Reasons for people's infidelities are numerous but those who are unfaithful to their monogamous partners may have one thing in common as a new study suggests that marital infidelity and professional misconduct are linked.

To find out whether personal infidelity is informative of professional conduct, researchers from the McCombs School of Business at The University of Texas at Austin looked at the records of police officers, financial advisers, white-collar criminals and senior executives who used the Ashley Madison marital infidelity website.

In August 2015, the website – which pairs people looking to initiate extramarital affairs – was hacked and exposed the names of approximately 39 million customers.

The study, titled "Personal Infidelity and Professional Conduct in 4 Settings" and published on Tuesday in the Proceedings of the National Academy of Sciences found that the website’s users in the professional settings they studied were more than twice as likely to engage in corporate misconduct.

The researchers investigated four study groups totalling 11,235 participants whose misconduct ranged from disciplinary issues to criminal activity.

The data was sourced from the Police Data Project, the Financial Industry Regulatory Authority BrokerCheck database, the Securities and Exchange Commission's litigation release archives, and data on CEOs and CFOs from Execucomp.

In a video explaining the study posted by the university on YouTube, Samuel Kruger, one of the study’s authors and assistant professor of finance at McCombs, said that after information relating to users of the “dating” website entered the public domain, his team saw it as “an opportunity to get this lens into the personal behaviour of a wide array of individuals”.

Using the data, the team investigated whether certain individuals had previously engaged in a transaction with Ashley Madison and whether they were a page user of the website.

Extracted data —
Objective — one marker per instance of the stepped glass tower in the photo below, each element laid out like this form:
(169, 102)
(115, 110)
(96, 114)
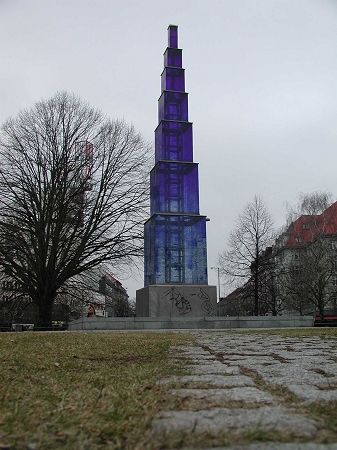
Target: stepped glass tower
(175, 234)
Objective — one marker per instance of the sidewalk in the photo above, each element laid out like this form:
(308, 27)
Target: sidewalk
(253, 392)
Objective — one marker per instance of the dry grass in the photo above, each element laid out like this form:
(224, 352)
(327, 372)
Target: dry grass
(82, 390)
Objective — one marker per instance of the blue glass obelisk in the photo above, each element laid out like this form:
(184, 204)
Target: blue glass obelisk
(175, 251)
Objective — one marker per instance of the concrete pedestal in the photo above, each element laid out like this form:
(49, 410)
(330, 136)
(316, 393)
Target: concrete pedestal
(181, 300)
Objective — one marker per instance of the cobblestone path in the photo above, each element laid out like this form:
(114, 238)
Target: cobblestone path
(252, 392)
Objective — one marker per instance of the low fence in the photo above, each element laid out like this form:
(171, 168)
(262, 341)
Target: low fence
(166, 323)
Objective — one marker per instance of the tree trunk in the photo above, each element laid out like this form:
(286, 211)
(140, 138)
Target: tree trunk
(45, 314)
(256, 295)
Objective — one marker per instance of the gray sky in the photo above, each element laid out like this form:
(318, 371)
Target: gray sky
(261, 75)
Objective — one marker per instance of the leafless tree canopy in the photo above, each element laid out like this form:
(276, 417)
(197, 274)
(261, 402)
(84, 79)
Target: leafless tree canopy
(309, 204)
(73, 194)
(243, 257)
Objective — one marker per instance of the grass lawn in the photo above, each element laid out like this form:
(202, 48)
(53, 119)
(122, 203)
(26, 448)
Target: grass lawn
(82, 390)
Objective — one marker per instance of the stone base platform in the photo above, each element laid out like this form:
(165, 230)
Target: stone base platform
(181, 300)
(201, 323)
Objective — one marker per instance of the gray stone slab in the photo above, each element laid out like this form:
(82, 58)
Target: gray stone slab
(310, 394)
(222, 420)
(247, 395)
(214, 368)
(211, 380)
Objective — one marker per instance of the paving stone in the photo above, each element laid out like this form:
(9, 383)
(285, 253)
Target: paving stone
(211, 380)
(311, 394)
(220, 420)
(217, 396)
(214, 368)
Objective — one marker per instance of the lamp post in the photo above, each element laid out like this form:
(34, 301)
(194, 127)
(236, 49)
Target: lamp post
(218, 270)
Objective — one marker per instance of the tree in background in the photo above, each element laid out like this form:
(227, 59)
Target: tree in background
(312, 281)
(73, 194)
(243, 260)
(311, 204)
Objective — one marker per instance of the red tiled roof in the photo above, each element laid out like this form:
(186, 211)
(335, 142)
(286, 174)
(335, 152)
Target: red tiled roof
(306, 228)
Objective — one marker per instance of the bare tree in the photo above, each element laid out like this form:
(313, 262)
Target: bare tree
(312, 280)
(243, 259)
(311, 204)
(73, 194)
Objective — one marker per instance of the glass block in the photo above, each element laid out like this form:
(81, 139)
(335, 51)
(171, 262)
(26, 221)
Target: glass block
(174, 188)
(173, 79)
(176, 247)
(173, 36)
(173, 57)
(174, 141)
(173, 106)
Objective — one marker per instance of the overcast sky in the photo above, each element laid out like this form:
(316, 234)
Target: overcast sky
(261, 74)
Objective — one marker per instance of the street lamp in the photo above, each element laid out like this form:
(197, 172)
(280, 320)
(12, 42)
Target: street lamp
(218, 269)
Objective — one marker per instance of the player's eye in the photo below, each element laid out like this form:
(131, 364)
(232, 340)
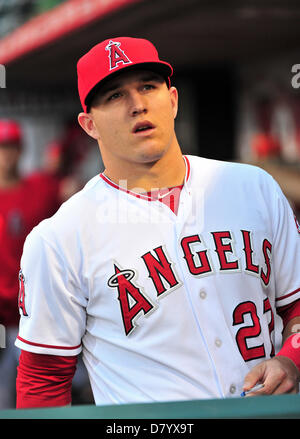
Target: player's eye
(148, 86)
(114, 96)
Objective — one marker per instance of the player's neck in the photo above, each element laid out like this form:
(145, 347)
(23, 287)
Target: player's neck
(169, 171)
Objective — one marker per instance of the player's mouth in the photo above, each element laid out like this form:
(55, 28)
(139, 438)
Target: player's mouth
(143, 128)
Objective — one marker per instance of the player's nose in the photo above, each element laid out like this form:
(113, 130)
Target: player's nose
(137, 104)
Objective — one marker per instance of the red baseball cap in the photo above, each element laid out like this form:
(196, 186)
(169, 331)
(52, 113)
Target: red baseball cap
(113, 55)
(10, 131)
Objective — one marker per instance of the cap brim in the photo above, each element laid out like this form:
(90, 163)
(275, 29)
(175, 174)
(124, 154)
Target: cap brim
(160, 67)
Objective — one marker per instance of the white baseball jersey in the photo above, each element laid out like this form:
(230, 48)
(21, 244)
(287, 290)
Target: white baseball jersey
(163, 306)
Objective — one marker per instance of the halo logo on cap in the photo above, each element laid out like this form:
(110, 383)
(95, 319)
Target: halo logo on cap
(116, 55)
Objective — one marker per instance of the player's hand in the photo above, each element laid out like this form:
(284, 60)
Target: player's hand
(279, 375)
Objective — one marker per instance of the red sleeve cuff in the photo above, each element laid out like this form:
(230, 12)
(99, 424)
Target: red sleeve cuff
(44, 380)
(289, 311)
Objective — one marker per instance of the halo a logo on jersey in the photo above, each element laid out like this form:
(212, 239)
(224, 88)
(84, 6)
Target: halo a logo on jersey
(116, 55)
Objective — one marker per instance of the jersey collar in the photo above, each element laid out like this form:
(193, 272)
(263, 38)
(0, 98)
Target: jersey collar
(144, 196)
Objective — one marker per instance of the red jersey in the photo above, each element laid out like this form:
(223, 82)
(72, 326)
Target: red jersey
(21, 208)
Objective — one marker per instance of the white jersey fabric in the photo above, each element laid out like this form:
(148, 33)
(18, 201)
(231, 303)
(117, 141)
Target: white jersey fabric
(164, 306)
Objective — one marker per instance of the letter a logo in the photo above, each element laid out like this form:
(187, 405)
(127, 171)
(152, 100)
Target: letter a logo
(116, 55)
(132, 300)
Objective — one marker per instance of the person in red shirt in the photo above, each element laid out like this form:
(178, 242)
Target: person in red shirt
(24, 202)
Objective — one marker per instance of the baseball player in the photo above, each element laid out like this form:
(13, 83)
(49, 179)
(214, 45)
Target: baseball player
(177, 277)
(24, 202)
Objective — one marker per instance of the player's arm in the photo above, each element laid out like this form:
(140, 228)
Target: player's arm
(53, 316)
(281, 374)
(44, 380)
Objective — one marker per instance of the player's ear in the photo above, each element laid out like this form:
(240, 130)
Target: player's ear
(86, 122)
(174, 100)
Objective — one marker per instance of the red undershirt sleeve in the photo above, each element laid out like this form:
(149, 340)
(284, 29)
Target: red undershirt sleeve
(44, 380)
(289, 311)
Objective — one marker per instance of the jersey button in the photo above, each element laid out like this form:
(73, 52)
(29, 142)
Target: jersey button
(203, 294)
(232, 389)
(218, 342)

Tasks to complete —
(1) Name each kind of professional whose records the researchers examined, according to the article on infidelity and misconduct.
(2) Check these statements against the article on infidelity and misconduct. For each one, answer yes or no and quote the words that decide it.
(a) The Ashley Madison website was hacked in August 2015.
(b) The study appeared in the Journal of Finance.
(c) The four study groups together included more than 20,000 participants.
(3) Please render this sentence from the article on infidelity and misconduct in Spanish: "The researchers investigated four study groups totalling 11,235 participants whose misconduct ranged from disciplinary issues to criminal activity."
The items can be left aside.

Answers to the exercises —
(1)
- Police officers
- Financial advisers
- White-collar criminals
- Senior executives

(2)
(a) Yes: "In August 2015, the website – which pairs people looking to initiate extramarital affairs – was hacked"
(b) No: "published on Tuesday in the Proceedings of the National Academy of Sciences"
(c) No: "four study groups totalling 11,235 participants"

(3) Los investigadores estudiaron cuatro grupos de estudio que sumaban 11.235 participantes, cuya mala conducta iba desde problemas disciplinarios hasta actividades delictivas.